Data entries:
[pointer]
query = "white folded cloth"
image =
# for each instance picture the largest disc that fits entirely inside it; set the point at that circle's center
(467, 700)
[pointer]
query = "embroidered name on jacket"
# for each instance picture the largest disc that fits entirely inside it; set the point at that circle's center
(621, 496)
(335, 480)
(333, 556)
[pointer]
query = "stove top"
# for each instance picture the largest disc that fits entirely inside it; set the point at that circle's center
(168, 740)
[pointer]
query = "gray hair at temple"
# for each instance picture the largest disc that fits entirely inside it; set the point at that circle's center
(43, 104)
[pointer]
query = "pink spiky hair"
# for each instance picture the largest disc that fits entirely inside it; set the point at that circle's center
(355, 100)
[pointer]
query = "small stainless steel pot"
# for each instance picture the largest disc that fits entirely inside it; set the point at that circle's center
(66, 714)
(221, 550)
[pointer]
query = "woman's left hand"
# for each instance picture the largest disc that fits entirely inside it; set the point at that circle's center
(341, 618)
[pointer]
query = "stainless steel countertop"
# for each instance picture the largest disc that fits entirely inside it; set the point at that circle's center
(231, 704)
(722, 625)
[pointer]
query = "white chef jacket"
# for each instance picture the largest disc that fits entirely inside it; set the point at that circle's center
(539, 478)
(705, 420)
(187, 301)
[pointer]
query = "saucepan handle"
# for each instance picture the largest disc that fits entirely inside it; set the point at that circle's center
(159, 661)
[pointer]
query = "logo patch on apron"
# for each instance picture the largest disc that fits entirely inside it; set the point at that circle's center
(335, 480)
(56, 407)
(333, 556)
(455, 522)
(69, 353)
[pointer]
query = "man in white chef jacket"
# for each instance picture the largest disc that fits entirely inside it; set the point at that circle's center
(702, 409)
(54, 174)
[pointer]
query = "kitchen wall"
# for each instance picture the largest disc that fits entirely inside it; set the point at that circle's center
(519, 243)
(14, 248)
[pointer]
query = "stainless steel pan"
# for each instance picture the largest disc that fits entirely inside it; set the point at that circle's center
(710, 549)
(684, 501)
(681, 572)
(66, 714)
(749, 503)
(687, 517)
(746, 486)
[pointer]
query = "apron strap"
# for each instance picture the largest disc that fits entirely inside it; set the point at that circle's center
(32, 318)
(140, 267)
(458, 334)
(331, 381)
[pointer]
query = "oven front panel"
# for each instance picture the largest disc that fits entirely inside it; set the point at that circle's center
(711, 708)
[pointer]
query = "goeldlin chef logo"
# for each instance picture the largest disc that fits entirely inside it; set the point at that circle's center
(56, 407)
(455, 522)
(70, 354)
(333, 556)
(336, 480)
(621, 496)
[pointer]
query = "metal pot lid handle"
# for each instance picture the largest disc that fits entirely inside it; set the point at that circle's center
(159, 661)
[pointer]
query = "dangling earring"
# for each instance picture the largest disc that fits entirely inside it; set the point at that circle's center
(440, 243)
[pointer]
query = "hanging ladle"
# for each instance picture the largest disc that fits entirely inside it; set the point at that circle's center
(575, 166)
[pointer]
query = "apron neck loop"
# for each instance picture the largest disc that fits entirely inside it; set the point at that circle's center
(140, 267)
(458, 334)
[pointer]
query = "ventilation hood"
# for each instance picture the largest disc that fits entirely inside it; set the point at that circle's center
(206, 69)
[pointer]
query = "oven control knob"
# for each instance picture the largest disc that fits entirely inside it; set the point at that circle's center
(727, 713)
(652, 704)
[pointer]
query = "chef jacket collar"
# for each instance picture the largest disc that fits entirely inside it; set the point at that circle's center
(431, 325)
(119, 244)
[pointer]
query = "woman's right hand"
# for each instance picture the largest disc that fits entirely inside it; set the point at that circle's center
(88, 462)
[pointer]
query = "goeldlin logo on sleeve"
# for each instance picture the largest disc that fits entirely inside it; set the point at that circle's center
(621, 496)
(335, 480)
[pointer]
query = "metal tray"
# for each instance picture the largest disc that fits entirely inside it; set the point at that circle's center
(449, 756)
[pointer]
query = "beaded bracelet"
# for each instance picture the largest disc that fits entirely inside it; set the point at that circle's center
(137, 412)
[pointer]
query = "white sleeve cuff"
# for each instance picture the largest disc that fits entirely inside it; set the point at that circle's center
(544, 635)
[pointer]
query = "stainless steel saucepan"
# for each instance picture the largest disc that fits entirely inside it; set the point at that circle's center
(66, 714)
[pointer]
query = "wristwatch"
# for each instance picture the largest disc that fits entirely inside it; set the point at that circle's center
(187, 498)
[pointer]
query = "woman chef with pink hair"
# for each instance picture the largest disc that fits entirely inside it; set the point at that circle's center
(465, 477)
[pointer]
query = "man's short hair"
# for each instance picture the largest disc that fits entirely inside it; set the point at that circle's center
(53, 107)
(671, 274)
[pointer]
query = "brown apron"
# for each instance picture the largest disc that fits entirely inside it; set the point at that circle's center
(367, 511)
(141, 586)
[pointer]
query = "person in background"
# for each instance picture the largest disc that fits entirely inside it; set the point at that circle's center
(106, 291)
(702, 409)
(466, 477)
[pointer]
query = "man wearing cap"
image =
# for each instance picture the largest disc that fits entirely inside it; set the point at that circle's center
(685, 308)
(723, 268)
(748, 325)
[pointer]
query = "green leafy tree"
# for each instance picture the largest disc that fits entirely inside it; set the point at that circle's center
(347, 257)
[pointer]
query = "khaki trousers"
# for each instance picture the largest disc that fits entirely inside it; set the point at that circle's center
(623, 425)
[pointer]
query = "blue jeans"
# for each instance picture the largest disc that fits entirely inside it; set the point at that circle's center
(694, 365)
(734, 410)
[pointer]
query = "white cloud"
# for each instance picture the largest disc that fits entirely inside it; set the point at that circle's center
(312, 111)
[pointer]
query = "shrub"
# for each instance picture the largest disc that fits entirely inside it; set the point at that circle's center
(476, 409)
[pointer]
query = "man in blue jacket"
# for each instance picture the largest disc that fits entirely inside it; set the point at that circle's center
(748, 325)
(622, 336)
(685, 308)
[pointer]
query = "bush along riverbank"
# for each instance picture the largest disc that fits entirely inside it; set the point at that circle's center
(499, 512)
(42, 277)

Required task: Pull out every line in the data entries that contains the string "oven", and copy each one.

Worked solution:
query = "oven front panel"
query = "oven control knob"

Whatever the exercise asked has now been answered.